::: Data extracts :::

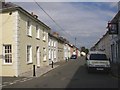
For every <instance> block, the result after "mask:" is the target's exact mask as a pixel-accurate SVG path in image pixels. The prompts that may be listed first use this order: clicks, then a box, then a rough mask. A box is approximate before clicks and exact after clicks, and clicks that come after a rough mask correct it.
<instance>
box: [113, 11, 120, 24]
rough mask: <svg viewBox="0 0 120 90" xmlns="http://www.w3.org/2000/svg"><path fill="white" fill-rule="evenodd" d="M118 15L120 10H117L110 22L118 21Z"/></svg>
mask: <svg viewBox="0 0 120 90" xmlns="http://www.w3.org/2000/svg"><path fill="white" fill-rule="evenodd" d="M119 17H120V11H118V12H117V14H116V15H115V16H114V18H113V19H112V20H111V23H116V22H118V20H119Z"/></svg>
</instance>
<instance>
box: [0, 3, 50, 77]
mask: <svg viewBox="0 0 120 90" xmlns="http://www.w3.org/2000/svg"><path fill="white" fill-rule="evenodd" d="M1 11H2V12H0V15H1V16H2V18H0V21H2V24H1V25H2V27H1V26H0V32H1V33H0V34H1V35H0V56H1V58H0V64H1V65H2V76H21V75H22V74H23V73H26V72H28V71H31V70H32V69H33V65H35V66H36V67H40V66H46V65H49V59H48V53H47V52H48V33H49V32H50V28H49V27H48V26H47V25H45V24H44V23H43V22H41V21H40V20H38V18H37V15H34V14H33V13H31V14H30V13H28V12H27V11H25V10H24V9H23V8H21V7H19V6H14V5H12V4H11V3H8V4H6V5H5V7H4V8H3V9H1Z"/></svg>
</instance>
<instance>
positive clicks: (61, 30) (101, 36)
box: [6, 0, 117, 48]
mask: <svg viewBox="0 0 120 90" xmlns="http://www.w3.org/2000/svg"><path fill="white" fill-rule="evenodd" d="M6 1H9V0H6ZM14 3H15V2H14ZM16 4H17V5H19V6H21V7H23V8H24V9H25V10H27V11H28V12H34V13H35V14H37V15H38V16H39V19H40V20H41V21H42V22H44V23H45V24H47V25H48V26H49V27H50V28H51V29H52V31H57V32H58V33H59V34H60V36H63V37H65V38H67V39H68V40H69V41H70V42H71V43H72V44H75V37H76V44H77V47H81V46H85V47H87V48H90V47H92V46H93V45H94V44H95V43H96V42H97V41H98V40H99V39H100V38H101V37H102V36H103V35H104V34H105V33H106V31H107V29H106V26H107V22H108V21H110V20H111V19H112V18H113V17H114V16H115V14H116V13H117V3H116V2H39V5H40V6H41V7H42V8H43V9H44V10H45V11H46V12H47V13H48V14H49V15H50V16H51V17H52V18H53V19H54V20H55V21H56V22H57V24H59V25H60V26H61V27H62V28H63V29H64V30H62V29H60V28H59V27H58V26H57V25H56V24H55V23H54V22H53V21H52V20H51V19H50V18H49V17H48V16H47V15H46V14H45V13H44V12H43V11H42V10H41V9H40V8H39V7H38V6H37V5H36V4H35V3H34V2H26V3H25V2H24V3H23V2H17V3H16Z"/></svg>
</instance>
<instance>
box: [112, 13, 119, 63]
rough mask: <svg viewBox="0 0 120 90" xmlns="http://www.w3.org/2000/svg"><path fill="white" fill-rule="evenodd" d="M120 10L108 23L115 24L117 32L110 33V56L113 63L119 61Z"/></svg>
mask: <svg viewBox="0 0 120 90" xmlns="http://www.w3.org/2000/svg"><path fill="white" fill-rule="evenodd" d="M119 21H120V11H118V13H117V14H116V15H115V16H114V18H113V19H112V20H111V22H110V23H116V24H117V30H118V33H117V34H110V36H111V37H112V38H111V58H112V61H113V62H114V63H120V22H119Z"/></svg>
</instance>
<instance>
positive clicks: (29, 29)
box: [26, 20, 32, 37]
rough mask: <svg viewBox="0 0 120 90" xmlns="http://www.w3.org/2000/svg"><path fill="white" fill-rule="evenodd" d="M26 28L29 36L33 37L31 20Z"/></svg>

:::

About this exercise:
Rewrite every line of the records with "rough mask" swapped for "coarse mask", keeping everything else the same. Omit the pictures.

Written solution:
For every <instance> block, the result after "mask:" is the target's exact mask as a pixel-accurate SVG path in image pixels. The prompts that may be listed first use this order: clicks, then a box, then a coarse mask. A box is approximate before clicks and exact after clicks, and clicks that come after a coarse mask correct it.
<instance>
box: [113, 11, 120, 24]
coarse mask: <svg viewBox="0 0 120 90" xmlns="http://www.w3.org/2000/svg"><path fill="white" fill-rule="evenodd" d="M118 15L120 10H117L110 22L118 21Z"/></svg>
mask: <svg viewBox="0 0 120 90" xmlns="http://www.w3.org/2000/svg"><path fill="white" fill-rule="evenodd" d="M119 17H120V11H118V12H117V14H116V15H115V16H114V18H113V19H112V20H111V23H116V22H118V20H119Z"/></svg>
</instance>
<instance>
box: [0, 3, 50, 77]
mask: <svg viewBox="0 0 120 90" xmlns="http://www.w3.org/2000/svg"><path fill="white" fill-rule="evenodd" d="M1 11H2V12H0V15H1V16H2V18H0V21H2V24H1V25H2V27H1V26H0V32H1V33H0V34H1V35H0V56H1V58H0V64H1V65H2V76H21V75H22V74H23V73H26V72H28V71H31V70H32V69H33V65H35V66H36V67H40V66H46V65H49V59H48V53H47V52H48V33H49V32H50V28H49V27H48V26H47V25H45V24H44V23H43V22H41V21H40V20H38V18H37V15H34V14H33V13H31V14H30V13H28V12H27V11H25V10H24V9H23V8H21V7H19V6H14V5H12V4H11V3H8V4H6V5H5V7H4V8H3V9H1Z"/></svg>
</instance>
<instance>
positive clicks: (61, 30) (101, 36)
box: [6, 0, 117, 48]
mask: <svg viewBox="0 0 120 90" xmlns="http://www.w3.org/2000/svg"><path fill="white" fill-rule="evenodd" d="M6 1H9V0H6ZM14 3H15V2H14ZM16 4H17V5H19V6H21V7H23V8H24V9H25V10H27V11H28V12H34V13H35V14H37V15H38V16H39V19H40V20H41V21H42V22H44V23H45V24H47V25H48V26H49V27H50V28H51V29H52V31H57V32H58V33H59V34H60V36H63V37H65V38H67V39H68V40H69V41H70V42H71V43H72V44H75V37H76V44H77V47H81V46H85V47H87V48H90V47H92V46H93V45H94V44H95V43H96V42H97V41H98V40H99V39H100V38H101V37H102V36H103V35H104V34H105V33H106V31H107V29H106V26H107V22H108V21H110V20H111V19H112V18H113V17H114V16H115V14H116V13H117V3H116V2H39V5H40V6H41V7H42V8H43V9H44V10H45V11H46V12H47V13H48V14H49V15H50V16H51V17H52V18H53V19H54V20H55V21H56V22H57V24H59V25H60V26H61V27H62V28H63V29H64V30H62V29H60V28H59V27H58V26H57V25H56V24H55V23H54V22H53V21H52V20H51V19H50V18H49V17H48V16H47V15H46V14H45V13H44V12H43V11H42V10H41V9H40V8H39V7H38V6H37V5H36V4H35V3H34V2H26V3H25V2H24V3H23V2H17V3H16Z"/></svg>
</instance>
<instance>
box: [112, 13, 119, 63]
coarse mask: <svg viewBox="0 0 120 90" xmlns="http://www.w3.org/2000/svg"><path fill="white" fill-rule="evenodd" d="M120 10L108 23L115 24L117 32L110 33V56L113 63L119 61Z"/></svg>
mask: <svg viewBox="0 0 120 90" xmlns="http://www.w3.org/2000/svg"><path fill="white" fill-rule="evenodd" d="M119 21H120V11H118V13H117V14H116V15H115V16H114V18H113V19H112V20H111V22H110V23H116V24H117V30H118V33H117V34H110V36H111V37H112V38H111V58H112V61H113V62H114V63H120V22H119Z"/></svg>
</instance>
<instance>
positive clicks: (29, 29)
box: [26, 20, 32, 37]
coarse mask: <svg viewBox="0 0 120 90" xmlns="http://www.w3.org/2000/svg"><path fill="white" fill-rule="evenodd" d="M26 28L29 36L33 37L31 20Z"/></svg>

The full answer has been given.